---------- GIVEN RECORDS

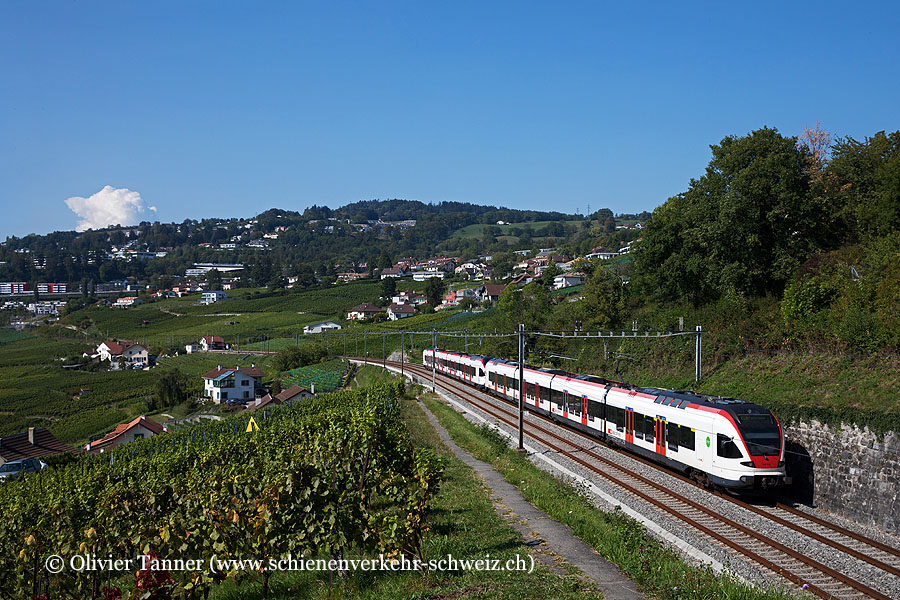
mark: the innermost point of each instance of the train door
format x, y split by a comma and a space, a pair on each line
661, 436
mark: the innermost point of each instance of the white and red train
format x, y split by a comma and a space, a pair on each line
722, 442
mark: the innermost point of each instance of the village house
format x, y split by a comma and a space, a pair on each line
407, 297
131, 354
213, 296
395, 271
423, 275
34, 443
567, 280
127, 302
238, 384
489, 292
212, 342
363, 311
139, 428
400, 311
320, 327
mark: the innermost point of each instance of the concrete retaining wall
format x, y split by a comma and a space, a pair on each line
851, 472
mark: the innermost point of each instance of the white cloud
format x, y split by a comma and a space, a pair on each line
109, 206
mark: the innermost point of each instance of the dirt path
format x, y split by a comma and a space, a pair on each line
549, 539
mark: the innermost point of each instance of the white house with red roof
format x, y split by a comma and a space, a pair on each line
132, 353
363, 311
127, 302
139, 428
399, 311
239, 383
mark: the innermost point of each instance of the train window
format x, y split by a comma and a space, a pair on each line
687, 437
557, 397
726, 448
575, 405
672, 436
545, 394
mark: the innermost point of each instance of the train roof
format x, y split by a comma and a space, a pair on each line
730, 405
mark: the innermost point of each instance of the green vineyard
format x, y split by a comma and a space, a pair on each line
325, 376
326, 478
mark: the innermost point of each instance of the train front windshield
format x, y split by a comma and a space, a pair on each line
760, 431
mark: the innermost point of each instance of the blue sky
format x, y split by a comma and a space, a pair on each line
221, 109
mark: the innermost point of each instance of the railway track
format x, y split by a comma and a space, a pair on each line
803, 569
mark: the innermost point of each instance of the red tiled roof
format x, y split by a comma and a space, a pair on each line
402, 309
150, 424
365, 307
494, 290
114, 347
249, 371
16, 446
291, 392
117, 348
266, 400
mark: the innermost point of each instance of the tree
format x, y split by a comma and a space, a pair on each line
744, 226
434, 290
388, 287
170, 390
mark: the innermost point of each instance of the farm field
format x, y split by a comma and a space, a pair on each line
37, 392
324, 376
477, 229
246, 316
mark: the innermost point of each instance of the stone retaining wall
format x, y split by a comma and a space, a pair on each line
852, 472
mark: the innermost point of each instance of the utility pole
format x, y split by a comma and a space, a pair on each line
521, 380
698, 354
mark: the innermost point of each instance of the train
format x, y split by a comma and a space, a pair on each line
719, 442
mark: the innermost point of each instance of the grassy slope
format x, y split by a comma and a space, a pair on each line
36, 391
660, 572
463, 523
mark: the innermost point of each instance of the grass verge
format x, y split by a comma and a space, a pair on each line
463, 523
659, 571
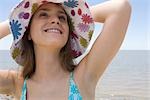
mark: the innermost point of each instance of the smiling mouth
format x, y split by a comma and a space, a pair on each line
53, 30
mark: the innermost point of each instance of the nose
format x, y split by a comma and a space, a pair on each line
54, 20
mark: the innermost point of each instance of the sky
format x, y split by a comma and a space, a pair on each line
137, 36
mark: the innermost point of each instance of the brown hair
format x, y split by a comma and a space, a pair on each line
28, 54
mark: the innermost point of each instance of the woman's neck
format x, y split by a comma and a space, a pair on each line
48, 65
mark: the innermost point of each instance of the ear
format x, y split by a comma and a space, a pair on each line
29, 37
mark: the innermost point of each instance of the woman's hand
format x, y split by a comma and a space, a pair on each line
4, 29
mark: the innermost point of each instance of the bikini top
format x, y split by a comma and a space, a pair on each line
74, 93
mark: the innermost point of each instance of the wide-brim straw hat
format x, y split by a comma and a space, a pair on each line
79, 15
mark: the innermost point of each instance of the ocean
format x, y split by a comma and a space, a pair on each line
126, 78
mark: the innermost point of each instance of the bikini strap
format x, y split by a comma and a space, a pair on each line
24, 90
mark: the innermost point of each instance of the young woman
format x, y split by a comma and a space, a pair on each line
48, 38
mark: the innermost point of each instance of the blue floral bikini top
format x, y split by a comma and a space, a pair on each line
74, 93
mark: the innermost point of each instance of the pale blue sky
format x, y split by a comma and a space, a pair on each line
137, 37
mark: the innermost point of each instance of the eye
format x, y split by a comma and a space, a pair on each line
62, 18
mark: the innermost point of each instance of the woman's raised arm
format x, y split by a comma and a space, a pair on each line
115, 15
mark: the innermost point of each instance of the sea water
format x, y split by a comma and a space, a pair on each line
126, 78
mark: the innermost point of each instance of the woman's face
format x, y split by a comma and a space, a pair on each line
49, 26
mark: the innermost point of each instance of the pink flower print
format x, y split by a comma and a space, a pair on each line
86, 5
26, 15
87, 19
27, 4
79, 11
83, 27
20, 4
21, 15
76, 53
44, 1
74, 36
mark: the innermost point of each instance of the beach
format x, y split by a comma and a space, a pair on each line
126, 78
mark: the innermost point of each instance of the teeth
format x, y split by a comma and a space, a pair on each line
53, 30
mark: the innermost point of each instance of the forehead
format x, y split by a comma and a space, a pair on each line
51, 6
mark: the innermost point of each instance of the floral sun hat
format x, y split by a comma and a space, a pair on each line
80, 16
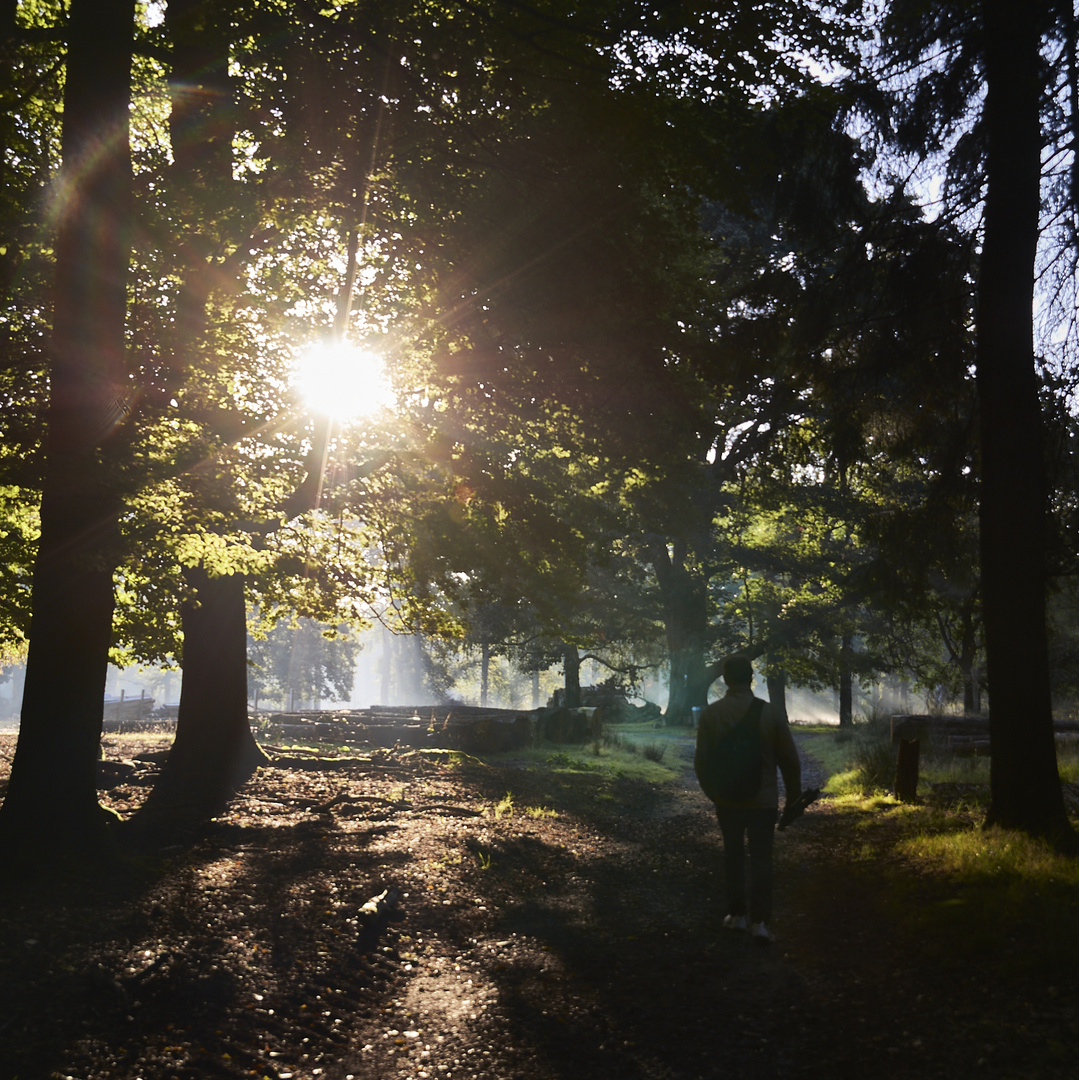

--------------------

WHAT THIS TASK INVOLVES: Which lines of the records above contain the string "floral", with case counting? Copy each such line.

ANSWER FOR THE TASK:
mark: the innermost point of each instance of the blue floral bikini top
mark: the innermost point of each instance of the floral sun hat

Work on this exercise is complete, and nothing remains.